EXERCISE DIRECTIONS: Repeat the data precisely as given.

┏━━

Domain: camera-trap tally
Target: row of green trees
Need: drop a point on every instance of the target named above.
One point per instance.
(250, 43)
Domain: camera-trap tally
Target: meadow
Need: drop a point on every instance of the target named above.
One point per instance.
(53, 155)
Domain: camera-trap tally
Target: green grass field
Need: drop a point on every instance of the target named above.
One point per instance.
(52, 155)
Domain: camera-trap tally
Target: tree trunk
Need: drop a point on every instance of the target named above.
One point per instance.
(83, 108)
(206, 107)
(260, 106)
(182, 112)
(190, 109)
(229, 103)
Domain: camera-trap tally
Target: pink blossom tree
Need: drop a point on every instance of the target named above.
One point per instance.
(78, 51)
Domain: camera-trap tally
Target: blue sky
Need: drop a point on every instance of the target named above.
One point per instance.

┗━━

YOUR SOLUTION:
Domain: camera-trap tally
Target: row of green trees
Need: drop a point on every instance of the target named above.
One point per instance.
(250, 43)
Domain: camera-trap tally
Target: meadow
Need: drop a point on every instance of the target named above.
One point per instance.
(53, 155)
Domain: camera-trap tally
Target: green grass field
Need: drop a point on every instance of the target named above.
One point per instance.
(52, 155)
Domain: camera-trap tally
Target: tree trunk
Need: drop a point on every instance of the target named above.
One point per instance.
(83, 108)
(206, 107)
(260, 106)
(182, 112)
(190, 109)
(229, 103)
Domain: camera-trap tally
Target: pink blossom tree
Need: drop a point on every instance of the target named above.
One point per instance.
(78, 51)
Domain: camera-trap tally
Target: blue sky
Need: drop a point on every instance of the target named above.
One point per instance.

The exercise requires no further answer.